──────── ТЕКСТ ────────

Воздействие, производимое простым описанием, оказывается гораздо большим, чем если бы поэт вложил в него больше содержания, в большей мере заинтересовал бы сердце читателя и, описывая внешность, одновременно описал бы и внутренний характер персонажа. Можно повторять снова и снова: величие, высота, внутреннее содержание, то, что называют душой поэтического создания, — все это должно заключаться в фантазии, сюжете, лицах, изображении и тоне как целом, все это должно быть результатом живого описания в должным образом настроенной душе.
Поэтому поэт всегда имеет дело с двумя вещами — с самым наглядным представлением материала и с самым живым настроением читателя, но он достигает этого тогда, когда переносит читателя в самый центр действия, — обо всем остальном ему нечего тогда и беспокоиться: он ведь по-настоящему художник, — самое лучшее и высокое в своем деле предоставляет он своему гению, а сознательно занимается только одним делом — рассудительно упорядочивает и искусно исполняет задуманное, то есть занимается технической стороной произведения. И прежде всего это относится к эпическому поэту. Внимательному читателю, должно быть, давно уже бросилось в глаза, насколько соответствует поэтическому роду, все воздействие которого основано на непрерывности движения и последовательности, именно такое описание, где намечены лишь контуры, зато намечены они с максимальной полнотой.
Однако задержимся на мгновение на отдельных эпитетах, какими рисует поэт части фигуры девушки. Ничто не приобретает в описании большого, несоразмерного веса, все таково, что становится пригодным для простого, спокойного, непредвзятого созерцания; фигура девушки изящно обрисована, она полна свободной, светлой грации. Даже и сила в сочетании с подвижностью — это ее основные черты — отнесена к тому, в чем можно видеть лишь крепость физического сложения и что не вызывает каких-либо посторонних представлений, — такова упругая и полная грудь, высокий рост, длинные и красивые волосы. Благодаря этому настроение, которое вызывается и этим описанием, и вообще тоном всех описаний в поэме, подобно тому, в каком наблюдаем мы природу как естествоиспытатели, физиологи, а такое настроение несравненно более поэтично, нежели противоположное ему сентиментальное, когда мы, собственно говоря, видим в природе лишь самих себя. А здесь теплота чувства возникает медленней, зато она проникает глубже в душу и влечет за собой вдохновение, если не столь жаркое, то более возвышенное и стойкое.
Если же мы спросим, отчего поэт избрал именно такой способ описания, то ответ будет прост: он и не мог применить никакого другого. Ведь это Герман описывает свою возлюбленную, а он не такой человек, чтобы прерывать простое описание увиденного и услышанного выражением своих чувств; он описывает ее своим друзьям, чтобы поскорее вырвать ее из толпы беженцев, а потому и выбирает такие признаки, по которым они смогут безошибочно распознать ее. Какие же это признаки? Разумеется, внешние очертания фигуры, покрой и цвет одежды.

──────── ИСХОДНЫЕ ДАННЫЕ ────────

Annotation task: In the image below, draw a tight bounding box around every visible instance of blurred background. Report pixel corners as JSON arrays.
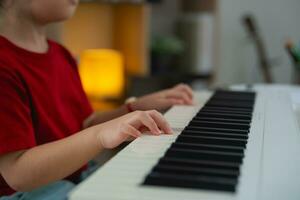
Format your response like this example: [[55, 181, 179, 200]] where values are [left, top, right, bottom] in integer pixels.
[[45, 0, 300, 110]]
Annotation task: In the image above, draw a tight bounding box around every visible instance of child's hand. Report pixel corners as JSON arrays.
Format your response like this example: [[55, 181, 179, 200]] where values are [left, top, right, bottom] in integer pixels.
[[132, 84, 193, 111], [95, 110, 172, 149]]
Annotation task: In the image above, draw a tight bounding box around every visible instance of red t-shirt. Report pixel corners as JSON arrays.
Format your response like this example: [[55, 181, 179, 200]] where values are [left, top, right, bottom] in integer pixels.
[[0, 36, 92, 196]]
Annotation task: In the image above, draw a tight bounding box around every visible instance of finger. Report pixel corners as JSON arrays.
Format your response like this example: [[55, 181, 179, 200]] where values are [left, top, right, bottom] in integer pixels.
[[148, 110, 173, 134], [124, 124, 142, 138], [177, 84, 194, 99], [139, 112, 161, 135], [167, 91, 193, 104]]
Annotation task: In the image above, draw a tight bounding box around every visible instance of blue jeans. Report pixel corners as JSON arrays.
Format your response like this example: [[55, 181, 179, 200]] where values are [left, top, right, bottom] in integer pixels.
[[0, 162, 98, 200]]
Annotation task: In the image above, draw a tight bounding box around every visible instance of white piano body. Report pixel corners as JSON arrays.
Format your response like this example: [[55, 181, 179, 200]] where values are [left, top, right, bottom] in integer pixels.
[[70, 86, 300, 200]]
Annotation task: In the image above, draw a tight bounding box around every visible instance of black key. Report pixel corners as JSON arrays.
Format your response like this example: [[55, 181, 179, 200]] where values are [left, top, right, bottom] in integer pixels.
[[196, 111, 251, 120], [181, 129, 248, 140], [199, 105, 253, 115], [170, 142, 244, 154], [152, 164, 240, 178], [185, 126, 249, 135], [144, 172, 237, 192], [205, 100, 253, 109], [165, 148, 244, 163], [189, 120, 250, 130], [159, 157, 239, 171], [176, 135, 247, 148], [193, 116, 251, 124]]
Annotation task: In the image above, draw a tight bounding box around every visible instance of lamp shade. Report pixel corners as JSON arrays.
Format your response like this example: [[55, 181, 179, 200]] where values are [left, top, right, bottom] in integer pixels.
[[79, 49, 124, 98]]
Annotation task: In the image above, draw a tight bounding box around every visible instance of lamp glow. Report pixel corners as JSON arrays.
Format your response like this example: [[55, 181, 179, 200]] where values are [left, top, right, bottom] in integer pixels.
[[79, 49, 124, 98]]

────────
──────── ИСХОДНЫЕ ДАННЫЕ ────────

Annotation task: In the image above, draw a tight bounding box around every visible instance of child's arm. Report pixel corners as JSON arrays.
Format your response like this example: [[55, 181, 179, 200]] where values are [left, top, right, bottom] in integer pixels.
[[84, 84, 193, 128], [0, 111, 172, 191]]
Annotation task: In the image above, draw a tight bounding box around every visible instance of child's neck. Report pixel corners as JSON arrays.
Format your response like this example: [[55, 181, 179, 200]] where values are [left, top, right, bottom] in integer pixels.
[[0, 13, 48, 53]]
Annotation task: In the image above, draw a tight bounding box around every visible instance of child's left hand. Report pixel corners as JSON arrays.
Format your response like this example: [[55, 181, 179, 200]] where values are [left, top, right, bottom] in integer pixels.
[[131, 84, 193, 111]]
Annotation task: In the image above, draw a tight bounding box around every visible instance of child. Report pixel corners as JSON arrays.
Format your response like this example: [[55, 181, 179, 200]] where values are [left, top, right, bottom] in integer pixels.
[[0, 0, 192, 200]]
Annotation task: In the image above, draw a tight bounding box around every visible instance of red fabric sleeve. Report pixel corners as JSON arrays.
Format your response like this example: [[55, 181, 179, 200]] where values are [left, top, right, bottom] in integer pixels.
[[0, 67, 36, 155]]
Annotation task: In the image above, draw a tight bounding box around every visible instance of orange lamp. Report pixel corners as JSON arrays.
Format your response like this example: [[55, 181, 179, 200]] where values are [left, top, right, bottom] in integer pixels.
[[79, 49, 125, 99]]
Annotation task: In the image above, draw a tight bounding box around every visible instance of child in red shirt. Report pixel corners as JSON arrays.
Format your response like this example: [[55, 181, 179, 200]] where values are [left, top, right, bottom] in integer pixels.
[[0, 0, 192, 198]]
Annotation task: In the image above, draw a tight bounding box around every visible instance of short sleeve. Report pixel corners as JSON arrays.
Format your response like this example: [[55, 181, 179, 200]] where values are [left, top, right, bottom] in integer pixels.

────────

- **ЗАДАНИЯ**
A. Кому, согласно тексту, Герман описывает свою возлюбленную?
B. Перепишите из текста отрывок, начиная со слов «Воздействие, производимое простым» и продолжая до слов «образом настроенной душе.» включительно.

- **ОТВЕТЫ**
A. Своим друзьям.

B.
Воздействие, производимое простым описанием, оказывается гораздо большим, чем если бы поэт вложил в него больше содержания, в большей мере заинтересовал бы сердце читателя и, описывая внешность, одновременно описал бы и внутренний характер персонажа. Можно повторять снова и снова: величие, высота, внутреннее содержание, то, что называют душой поэтического создания, — все это должно заключаться в фантазии, сюжете, лицах, изображении и тоне как целом, все это должно быть результатом живого описания в должным образом настроенной душе.